» **Text under study**:
-- Opening Marker --

Medicines on the web - Risks and benefits
The global nature of the Internet makes it an excellent way to promote health. But it can also give misleading information or be used to market harmful health care products. To a lot of consumers, the Internet means low prices, discounts, privacy, and access for people living in remote places or who want first access to new products.
There are countless illegal offers of medicines on the Internet, many of them counterfeit. The World Health Organization estimates that in over 50 % of cases medicines purchased over the Internet from sites that conceal their physical address are counterfeit.
MEDICRIME Convention
In 2010 the Council of Europe adopted the Convention on counterfeiting of medical products and similar crimes involving threats to public health (MEDICRIME Convention), the first international criminal law treaty to address this public health problem.
The convention provides a framework for sanctions, victim protection and national and international co-operation, and considers the use of the Internet to distribute counterfeit medical products to be an aggravating circumstance. It is open for signature by any country in the world. The Council of Europe is encouraging states all over the world to accede to the Convention, which was opened for signature in Moscow on 28 October 2011.

-- Closing Marker --

» **Activity 1**: Summarize the text on buying medicines online in two sentences.
» **Activity 2**: Write the next part of the text on medicines sold over the Internet, picking up after its final sentence.

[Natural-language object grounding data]
-- Opening Marker --

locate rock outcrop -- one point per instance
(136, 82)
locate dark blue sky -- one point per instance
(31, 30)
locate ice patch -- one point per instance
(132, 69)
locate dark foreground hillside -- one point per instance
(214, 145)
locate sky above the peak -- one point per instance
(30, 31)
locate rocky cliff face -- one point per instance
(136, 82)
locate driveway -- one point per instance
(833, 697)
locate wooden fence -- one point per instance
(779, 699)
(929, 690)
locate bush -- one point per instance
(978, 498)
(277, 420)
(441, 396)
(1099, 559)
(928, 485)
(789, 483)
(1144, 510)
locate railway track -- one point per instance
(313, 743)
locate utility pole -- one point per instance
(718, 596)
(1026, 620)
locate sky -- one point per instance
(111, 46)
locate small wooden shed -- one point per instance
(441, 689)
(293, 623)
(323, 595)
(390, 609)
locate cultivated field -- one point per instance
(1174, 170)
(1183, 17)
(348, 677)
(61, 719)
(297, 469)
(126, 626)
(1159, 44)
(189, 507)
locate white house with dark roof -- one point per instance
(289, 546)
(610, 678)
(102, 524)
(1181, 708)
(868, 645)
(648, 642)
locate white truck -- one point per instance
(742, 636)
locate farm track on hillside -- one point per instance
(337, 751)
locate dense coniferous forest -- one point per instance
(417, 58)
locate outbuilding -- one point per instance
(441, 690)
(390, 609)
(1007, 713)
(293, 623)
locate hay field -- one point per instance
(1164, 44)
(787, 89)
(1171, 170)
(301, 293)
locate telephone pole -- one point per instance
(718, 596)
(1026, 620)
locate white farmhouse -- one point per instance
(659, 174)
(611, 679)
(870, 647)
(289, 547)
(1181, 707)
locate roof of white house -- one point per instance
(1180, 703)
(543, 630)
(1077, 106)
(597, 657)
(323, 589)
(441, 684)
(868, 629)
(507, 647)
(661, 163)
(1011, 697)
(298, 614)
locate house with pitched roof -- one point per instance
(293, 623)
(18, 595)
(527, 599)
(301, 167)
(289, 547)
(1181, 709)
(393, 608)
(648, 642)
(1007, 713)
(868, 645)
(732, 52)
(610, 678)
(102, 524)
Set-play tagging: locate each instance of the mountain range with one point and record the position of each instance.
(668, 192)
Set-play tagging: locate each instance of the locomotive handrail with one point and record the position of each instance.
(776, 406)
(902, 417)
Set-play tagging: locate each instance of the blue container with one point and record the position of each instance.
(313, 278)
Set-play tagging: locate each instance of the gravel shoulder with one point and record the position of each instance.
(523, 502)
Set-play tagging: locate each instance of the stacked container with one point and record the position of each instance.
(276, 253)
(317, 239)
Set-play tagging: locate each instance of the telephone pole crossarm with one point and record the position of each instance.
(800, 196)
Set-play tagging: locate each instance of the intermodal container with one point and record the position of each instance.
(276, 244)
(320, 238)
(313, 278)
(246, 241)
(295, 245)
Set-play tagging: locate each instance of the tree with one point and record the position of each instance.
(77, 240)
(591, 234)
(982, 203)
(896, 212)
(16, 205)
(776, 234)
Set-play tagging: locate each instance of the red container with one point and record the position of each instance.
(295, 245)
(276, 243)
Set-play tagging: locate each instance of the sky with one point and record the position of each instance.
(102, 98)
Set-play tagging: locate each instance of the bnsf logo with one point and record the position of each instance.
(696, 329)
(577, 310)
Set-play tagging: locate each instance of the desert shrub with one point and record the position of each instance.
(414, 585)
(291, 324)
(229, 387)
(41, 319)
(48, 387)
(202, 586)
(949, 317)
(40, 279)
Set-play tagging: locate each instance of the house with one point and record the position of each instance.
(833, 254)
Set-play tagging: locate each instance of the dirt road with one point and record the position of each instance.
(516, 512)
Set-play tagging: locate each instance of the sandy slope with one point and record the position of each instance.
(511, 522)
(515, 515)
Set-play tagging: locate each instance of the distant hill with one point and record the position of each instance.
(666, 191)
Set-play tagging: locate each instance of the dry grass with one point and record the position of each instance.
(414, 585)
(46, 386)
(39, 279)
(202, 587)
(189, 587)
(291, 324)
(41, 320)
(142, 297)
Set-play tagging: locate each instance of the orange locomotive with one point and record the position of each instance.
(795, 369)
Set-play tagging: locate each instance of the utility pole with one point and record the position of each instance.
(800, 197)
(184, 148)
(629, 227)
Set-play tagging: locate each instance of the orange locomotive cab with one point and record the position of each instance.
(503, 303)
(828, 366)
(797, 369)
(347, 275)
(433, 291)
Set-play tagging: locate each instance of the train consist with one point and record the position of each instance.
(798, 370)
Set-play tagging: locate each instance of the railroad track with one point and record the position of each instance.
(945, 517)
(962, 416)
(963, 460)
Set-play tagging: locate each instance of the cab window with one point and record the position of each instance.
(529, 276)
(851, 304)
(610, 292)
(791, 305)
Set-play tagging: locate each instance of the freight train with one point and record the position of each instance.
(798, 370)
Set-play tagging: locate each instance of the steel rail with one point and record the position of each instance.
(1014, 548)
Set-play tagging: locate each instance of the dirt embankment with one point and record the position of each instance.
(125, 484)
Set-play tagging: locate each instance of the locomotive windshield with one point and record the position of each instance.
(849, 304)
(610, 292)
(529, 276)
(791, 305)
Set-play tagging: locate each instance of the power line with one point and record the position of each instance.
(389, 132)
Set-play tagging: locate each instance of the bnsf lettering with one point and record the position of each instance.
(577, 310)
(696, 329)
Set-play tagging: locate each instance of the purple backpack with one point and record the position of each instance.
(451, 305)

-- Closing Marker --
-- Opening Marker --

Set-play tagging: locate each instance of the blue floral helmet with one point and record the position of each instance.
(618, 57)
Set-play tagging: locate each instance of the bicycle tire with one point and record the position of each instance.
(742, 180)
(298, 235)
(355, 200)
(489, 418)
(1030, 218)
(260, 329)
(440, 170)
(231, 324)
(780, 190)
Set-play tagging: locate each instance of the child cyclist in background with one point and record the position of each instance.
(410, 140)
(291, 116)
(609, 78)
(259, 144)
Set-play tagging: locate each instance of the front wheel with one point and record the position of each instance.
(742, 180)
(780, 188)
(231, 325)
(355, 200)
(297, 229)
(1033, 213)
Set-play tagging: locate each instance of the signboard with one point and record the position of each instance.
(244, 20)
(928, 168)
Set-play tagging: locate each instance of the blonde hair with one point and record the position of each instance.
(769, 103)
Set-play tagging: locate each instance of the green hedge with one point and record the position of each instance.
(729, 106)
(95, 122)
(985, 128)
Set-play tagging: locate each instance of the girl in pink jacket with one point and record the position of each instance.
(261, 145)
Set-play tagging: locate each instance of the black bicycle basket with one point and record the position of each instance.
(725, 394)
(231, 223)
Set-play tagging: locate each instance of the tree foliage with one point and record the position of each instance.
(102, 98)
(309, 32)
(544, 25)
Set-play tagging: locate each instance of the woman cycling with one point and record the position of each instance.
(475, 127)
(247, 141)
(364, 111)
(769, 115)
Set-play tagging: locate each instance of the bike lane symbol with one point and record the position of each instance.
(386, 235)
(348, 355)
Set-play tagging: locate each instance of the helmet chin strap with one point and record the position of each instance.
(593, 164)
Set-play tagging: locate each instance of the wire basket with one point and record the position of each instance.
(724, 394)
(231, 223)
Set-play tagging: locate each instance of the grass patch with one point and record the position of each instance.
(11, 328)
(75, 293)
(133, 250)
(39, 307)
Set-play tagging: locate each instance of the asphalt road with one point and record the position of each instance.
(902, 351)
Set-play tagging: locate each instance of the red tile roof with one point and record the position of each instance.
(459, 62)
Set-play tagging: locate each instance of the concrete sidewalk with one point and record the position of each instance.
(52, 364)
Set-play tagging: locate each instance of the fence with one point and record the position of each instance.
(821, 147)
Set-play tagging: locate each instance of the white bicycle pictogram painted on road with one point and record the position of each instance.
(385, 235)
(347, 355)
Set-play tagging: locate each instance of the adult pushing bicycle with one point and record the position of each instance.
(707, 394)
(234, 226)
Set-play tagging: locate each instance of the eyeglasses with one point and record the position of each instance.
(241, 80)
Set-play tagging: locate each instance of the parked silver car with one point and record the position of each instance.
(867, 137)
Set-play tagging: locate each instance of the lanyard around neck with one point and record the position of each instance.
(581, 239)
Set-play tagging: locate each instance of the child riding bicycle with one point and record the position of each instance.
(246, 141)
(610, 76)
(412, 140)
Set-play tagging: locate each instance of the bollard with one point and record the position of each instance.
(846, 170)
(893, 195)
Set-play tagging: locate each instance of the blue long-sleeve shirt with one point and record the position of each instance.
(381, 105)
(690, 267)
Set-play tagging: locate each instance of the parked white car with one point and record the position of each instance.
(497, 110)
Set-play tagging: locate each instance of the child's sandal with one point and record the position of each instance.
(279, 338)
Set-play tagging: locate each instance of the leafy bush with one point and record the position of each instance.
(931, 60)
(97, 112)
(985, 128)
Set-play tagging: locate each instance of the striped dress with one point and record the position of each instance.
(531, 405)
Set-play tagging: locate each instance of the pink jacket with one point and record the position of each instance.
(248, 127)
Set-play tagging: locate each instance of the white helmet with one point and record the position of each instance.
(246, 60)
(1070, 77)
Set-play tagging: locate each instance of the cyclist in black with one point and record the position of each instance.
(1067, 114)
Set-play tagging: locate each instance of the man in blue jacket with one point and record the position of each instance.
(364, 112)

-- Closing Marker --

» **Task answer 1**: The Internet can promote health and offers consumers low prices, privacy and access from remote places, but it also carries misleading information and countless illegal offers of medicines, with the World Health Organization estimating that over 50% of medicines bought from sites hiding their physical address are counterfeit. In 2010 the Council of Europe adopted the MEDICRIME Convention, the first international criminal law treaty on this problem, which sets a framework for sanctions, victim protection and co-operation, treats Internet distribution of counterfeit medical products as an aggravating circumstance, and is open for signature by any country.

» **Task answer 2**:
The MEDICRIME Convention criminalises:
- the manufacturing of counterfeit medical products;
- supplying, offering to supply and trafficking in counterfeit medical products;
- the falsification of documents;
- the manufacturing, the keeping in stock for supply, importing, exporting, supplying, offering to supply or placing on the market of medicinal products without authorisation or medical devices without being in compliance with the conformity requirements.
Other standards
- Committee of Ministers Resolution on good practices for distributing medicines via mail order (2007);
- Committee of Ministers Recommendation on the impact of information technologies on health care – the patient and Internet (2004);
- Committee of Ministers Resolution on the pharmacist’s role in the framework of health security (2001).